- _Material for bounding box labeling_
════

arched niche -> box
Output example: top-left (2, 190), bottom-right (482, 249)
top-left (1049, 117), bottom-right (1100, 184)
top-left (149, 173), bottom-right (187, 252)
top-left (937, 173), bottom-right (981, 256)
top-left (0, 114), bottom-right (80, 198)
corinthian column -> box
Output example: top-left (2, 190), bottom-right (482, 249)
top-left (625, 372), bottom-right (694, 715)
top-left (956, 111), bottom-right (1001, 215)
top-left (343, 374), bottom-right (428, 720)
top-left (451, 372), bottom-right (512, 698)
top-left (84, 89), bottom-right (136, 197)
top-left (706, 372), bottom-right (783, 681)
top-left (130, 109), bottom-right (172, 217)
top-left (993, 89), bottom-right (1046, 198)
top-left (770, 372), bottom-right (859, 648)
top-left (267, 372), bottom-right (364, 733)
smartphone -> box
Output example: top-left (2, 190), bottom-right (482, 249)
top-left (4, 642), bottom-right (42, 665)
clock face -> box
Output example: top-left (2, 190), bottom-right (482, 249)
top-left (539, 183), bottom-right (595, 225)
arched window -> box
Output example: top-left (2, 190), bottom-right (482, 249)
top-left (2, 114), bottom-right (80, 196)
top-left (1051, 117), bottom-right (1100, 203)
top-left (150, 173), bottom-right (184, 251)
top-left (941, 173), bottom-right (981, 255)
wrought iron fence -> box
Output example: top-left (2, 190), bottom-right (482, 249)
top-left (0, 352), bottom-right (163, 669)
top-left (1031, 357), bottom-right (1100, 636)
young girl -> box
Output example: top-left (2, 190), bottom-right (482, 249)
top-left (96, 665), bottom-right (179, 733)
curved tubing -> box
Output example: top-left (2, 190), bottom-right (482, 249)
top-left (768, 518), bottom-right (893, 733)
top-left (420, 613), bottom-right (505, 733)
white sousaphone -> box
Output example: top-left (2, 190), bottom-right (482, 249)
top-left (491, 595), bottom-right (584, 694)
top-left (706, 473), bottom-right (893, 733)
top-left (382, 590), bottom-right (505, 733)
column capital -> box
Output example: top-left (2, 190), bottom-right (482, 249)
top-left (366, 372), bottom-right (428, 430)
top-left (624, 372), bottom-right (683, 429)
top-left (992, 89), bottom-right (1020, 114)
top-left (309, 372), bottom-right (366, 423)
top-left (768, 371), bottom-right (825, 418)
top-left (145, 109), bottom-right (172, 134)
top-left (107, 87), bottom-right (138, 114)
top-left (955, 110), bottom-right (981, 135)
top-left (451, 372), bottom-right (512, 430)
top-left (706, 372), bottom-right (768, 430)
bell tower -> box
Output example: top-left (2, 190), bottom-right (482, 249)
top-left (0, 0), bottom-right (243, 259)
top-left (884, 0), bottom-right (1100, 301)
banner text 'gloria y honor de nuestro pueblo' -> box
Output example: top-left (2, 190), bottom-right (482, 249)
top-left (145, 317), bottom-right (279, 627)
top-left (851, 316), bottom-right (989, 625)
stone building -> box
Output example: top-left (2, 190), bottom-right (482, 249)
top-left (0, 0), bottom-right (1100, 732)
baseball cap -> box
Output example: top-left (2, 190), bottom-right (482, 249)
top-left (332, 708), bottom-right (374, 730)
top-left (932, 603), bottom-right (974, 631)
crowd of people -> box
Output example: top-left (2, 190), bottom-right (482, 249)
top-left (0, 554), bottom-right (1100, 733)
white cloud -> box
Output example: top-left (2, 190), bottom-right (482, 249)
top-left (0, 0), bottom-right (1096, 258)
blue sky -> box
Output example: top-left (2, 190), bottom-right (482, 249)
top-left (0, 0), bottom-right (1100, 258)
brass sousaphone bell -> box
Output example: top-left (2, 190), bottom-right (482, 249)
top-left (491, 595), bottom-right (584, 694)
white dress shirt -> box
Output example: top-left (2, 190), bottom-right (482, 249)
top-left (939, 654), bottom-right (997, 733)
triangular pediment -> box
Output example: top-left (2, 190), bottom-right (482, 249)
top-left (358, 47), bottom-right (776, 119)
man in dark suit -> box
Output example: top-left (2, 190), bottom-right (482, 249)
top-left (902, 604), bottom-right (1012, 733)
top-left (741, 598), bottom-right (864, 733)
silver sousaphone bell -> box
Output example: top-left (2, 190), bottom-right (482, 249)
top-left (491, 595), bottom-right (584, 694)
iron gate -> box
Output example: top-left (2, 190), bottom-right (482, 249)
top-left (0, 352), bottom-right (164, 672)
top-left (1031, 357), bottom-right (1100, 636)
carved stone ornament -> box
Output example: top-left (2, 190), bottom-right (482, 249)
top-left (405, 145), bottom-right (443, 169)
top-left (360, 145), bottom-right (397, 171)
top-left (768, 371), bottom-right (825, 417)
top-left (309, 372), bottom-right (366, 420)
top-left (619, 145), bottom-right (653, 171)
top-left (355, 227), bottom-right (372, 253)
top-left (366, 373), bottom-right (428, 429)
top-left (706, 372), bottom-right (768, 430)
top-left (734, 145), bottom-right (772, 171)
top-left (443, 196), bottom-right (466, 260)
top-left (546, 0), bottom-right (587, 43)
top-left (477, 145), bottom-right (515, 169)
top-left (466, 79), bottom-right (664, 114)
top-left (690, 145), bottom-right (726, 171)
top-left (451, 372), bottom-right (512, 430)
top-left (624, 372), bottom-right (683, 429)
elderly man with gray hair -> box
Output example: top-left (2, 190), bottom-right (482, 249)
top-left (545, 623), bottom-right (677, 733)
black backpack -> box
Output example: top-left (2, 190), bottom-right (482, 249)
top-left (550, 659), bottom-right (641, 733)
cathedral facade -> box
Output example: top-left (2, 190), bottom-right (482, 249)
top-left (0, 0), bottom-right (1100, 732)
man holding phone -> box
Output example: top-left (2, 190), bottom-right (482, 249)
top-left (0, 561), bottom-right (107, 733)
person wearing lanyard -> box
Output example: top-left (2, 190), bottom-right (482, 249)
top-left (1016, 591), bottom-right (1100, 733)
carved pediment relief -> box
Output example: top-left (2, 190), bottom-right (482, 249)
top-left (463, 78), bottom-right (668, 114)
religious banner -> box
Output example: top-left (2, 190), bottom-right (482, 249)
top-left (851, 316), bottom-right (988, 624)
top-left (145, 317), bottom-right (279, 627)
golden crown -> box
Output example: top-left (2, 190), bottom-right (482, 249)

════

Copy the material verbatim, beginning with the line that contains "carved stone ornament -> box" and continuing through the end of the material.

- _Output of the task_
carved stone ornament -> box
Output example: top-left (2, 190), bottom-right (482, 249)
top-left (405, 145), bottom-right (443, 169)
top-left (360, 145), bottom-right (397, 171)
top-left (768, 371), bottom-right (825, 417)
top-left (309, 372), bottom-right (366, 420)
top-left (619, 145), bottom-right (653, 171)
top-left (355, 227), bottom-right (372, 253)
top-left (366, 373), bottom-right (428, 429)
top-left (706, 372), bottom-right (768, 430)
top-left (734, 145), bottom-right (772, 171)
top-left (443, 196), bottom-right (466, 260)
top-left (546, 0), bottom-right (587, 43)
top-left (477, 145), bottom-right (515, 169)
top-left (466, 79), bottom-right (664, 114)
top-left (690, 145), bottom-right (726, 171)
top-left (451, 372), bottom-right (512, 430)
top-left (624, 372), bottom-right (683, 429)
elderly man with gray hair -> box
Output example: top-left (2, 190), bottom-right (482, 249)
top-left (545, 623), bottom-right (677, 733)
black backpack -> box
Output example: top-left (2, 190), bottom-right (482, 249)
top-left (550, 659), bottom-right (641, 733)
cathedral facade -> box
Output example: top-left (2, 190), bottom-right (482, 249)
top-left (0, 0), bottom-right (1100, 732)
man holding phone -> box
Output example: top-left (2, 190), bottom-right (482, 249)
top-left (0, 561), bottom-right (107, 733)
person wearing lanyard -> box
Output example: top-left (2, 190), bottom-right (482, 249)
top-left (1016, 591), bottom-right (1100, 733)
carved pediment relief -> box
Output example: top-left (2, 190), bottom-right (482, 249)
top-left (463, 78), bottom-right (668, 114)
religious banner -> box
Output example: top-left (2, 190), bottom-right (482, 249)
top-left (851, 316), bottom-right (988, 624)
top-left (145, 317), bottom-right (279, 627)
golden crown -> box
Output example: top-left (2, 190), bottom-right (482, 249)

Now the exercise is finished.